-- START DATA LISTING --
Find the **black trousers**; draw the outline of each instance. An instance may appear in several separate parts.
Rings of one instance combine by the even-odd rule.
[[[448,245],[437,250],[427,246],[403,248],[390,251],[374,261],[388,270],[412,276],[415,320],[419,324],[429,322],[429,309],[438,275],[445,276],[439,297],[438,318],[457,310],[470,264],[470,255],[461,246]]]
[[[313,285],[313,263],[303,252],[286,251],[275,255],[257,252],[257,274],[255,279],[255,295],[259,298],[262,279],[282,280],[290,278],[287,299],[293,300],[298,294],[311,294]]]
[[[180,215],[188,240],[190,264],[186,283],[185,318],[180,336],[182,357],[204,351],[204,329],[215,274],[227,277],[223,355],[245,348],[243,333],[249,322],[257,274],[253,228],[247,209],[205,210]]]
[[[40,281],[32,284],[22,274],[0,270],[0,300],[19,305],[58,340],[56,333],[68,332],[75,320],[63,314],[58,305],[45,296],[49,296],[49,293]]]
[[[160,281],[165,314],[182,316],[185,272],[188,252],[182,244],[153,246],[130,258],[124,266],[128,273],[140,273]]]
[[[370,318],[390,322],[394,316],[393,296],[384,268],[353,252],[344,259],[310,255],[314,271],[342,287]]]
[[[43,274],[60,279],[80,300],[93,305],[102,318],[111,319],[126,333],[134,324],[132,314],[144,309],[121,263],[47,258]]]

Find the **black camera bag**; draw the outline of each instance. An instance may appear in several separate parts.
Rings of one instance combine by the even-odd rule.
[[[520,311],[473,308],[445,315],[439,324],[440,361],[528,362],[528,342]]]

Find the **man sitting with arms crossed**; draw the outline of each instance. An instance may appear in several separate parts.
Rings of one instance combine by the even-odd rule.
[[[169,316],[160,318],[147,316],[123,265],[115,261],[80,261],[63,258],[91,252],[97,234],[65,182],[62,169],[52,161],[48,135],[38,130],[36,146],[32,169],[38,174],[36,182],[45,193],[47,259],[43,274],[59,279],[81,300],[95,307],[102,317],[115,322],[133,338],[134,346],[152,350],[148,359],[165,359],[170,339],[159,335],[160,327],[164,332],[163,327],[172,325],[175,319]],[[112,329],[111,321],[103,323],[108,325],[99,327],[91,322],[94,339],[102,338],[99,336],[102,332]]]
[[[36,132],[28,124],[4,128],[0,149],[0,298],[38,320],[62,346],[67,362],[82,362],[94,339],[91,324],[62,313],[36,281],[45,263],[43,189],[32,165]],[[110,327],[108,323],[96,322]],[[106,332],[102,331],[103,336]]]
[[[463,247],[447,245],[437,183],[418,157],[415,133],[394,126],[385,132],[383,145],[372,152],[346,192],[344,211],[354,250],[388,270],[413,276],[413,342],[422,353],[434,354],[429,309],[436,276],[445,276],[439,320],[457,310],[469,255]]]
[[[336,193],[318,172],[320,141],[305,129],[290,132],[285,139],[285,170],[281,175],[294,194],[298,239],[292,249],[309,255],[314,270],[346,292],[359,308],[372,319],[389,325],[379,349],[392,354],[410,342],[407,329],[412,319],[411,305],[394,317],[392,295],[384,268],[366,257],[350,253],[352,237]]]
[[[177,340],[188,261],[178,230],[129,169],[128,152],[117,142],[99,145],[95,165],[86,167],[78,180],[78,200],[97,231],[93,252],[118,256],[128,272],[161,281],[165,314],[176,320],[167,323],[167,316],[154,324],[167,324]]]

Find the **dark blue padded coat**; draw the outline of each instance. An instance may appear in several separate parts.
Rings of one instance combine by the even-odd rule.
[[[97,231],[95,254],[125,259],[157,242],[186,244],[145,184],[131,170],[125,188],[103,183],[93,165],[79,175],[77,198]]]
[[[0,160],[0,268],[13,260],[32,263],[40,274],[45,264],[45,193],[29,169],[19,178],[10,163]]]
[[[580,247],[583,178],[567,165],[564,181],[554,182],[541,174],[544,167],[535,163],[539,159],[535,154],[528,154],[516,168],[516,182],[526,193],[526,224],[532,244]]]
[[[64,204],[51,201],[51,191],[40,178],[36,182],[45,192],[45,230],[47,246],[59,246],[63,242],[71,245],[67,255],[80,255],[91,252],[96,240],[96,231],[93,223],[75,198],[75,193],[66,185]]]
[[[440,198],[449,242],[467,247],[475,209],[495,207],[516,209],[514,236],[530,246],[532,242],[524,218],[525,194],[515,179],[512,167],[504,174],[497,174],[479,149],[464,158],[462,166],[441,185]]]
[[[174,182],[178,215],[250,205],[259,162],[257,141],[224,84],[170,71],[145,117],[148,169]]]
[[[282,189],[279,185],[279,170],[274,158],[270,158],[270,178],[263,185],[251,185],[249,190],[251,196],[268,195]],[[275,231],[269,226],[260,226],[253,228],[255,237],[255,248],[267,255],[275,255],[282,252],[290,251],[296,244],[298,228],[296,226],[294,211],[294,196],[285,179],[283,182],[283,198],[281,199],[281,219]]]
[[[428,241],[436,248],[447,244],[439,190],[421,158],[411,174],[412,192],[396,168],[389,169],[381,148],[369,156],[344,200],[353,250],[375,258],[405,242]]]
-- END DATA LISTING --
TASK GOAL => Copy every line of the data above without changing a single character.

ANSWER TO THIS EXERCISE =>
Find the **black trousers**; draw the outline of each instance. An instance may appear in several separate parts.
Rings of one instance combine by the even-odd rule.
[[[448,245],[437,250],[427,246],[403,248],[390,251],[374,261],[388,270],[412,276],[415,320],[419,324],[429,322],[429,309],[438,275],[445,276],[439,297],[438,318],[457,310],[470,264],[470,255],[461,246]]]
[[[313,285],[313,263],[303,252],[286,251],[275,255],[257,252],[257,274],[255,279],[255,295],[259,298],[262,279],[282,280],[290,278],[287,299],[293,300],[298,294],[311,294]]]
[[[180,215],[188,240],[190,264],[186,283],[185,318],[180,336],[182,357],[204,351],[204,329],[215,274],[227,277],[223,355],[245,348],[243,333],[249,322],[257,274],[253,228],[247,209],[205,210]]]
[[[40,281],[32,284],[22,274],[0,270],[0,300],[19,305],[58,340],[56,333],[68,332],[75,320],[63,314],[58,305],[45,296],[49,296],[49,293]]]
[[[160,281],[165,314],[182,316],[185,272],[188,252],[182,244],[153,246],[130,258],[124,266],[128,273],[140,273]]]
[[[370,318],[390,322],[394,316],[393,296],[384,268],[353,252],[344,259],[310,255],[314,271],[342,287]]]
[[[43,274],[60,279],[80,300],[93,305],[102,318],[111,319],[126,333],[134,324],[132,314],[144,309],[121,263],[47,258]]]

Find the **black camera bag**; draw the outline of each instance. An instance may appear in several separate parts.
Rings of one instance combine by the even-odd rule.
[[[520,311],[473,308],[445,315],[439,324],[440,361],[528,362],[528,342]]]

Find the **man sitting with arms crossed**; draw the outline of each instance. An instance may appear in several separate parts.
Rings of one instance combine by the even-odd rule.
[[[169,316],[160,318],[147,316],[123,265],[115,261],[80,261],[63,258],[91,252],[97,234],[65,182],[62,169],[52,161],[48,135],[38,130],[36,146],[32,169],[38,174],[36,182],[45,193],[47,259],[43,274],[59,279],[81,300],[95,307],[102,317],[115,322],[133,338],[134,346],[152,350],[148,359],[165,359],[170,339],[159,335],[160,327],[164,332],[163,327],[172,325],[175,319]],[[112,329],[111,321],[103,323],[108,325],[99,327],[91,322],[94,339],[102,338],[99,336],[102,332]]]
[[[36,132],[28,124],[4,128],[0,149],[0,298],[38,320],[62,346],[67,362],[82,362],[94,339],[91,324],[62,313],[36,281],[45,263],[43,189],[32,165]],[[110,327],[108,323],[96,322]],[[106,332],[102,331],[103,336]]]
[[[463,247],[447,245],[437,183],[418,157],[415,133],[394,126],[385,132],[383,145],[372,152],[346,192],[344,211],[354,250],[388,270],[413,276],[413,342],[422,353],[434,354],[429,309],[436,276],[445,276],[439,320],[457,310],[469,255]]]
[[[336,193],[318,172],[320,141],[305,129],[290,132],[285,139],[285,170],[281,175],[294,194],[298,239],[292,249],[309,255],[314,270],[346,292],[359,308],[372,319],[389,325],[379,349],[392,354],[410,342],[407,329],[412,319],[411,305],[394,317],[392,295],[384,268],[366,257],[350,253],[352,237]]]
[[[177,340],[188,261],[178,230],[129,169],[128,152],[117,142],[99,145],[95,165],[86,167],[78,180],[78,200],[97,231],[93,252],[118,256],[128,272],[161,281],[165,314],[176,320],[167,323],[167,316],[154,324],[167,324]]]

Find the **dark blue padded coat**; draw the outline of each instance. An instance may appear in several separate parts.
Rings of one instance combine by the even-odd rule.
[[[97,231],[95,254],[125,259],[157,242],[186,244],[145,184],[131,170],[125,188],[103,183],[93,165],[79,175],[77,198]]]
[[[0,160],[0,268],[13,260],[32,263],[40,274],[45,264],[45,193],[29,169],[19,178],[10,163]]]
[[[580,247],[583,178],[567,165],[564,181],[554,182],[541,174],[544,167],[535,163],[539,159],[535,154],[528,154],[516,168],[516,182],[526,193],[526,224],[532,244]]]
[[[64,204],[51,201],[51,191],[40,178],[36,182],[45,192],[45,230],[47,246],[59,246],[63,242],[71,245],[67,255],[80,255],[91,252],[96,240],[96,231],[93,223],[75,198],[75,193],[66,185]]]
[[[440,198],[449,242],[467,247],[475,209],[495,207],[516,209],[514,236],[530,246],[532,242],[524,218],[525,194],[515,179],[512,167],[504,174],[497,174],[479,149],[464,158],[462,166],[441,185]]]
[[[174,182],[178,215],[250,205],[259,162],[257,141],[224,84],[170,71],[145,117],[148,169]]]
[[[282,189],[279,185],[279,170],[274,158],[270,158],[270,178],[263,185],[251,185],[249,190],[251,196],[268,195]],[[275,231],[269,226],[260,226],[253,228],[255,237],[255,248],[267,255],[275,255],[282,252],[290,251],[296,244],[298,228],[296,226],[294,211],[294,196],[285,179],[283,182],[283,198],[281,199],[281,219]]]
[[[428,241],[436,248],[447,244],[439,190],[421,158],[411,174],[412,192],[396,168],[389,169],[381,148],[369,156],[344,200],[353,250],[375,258],[405,242]]]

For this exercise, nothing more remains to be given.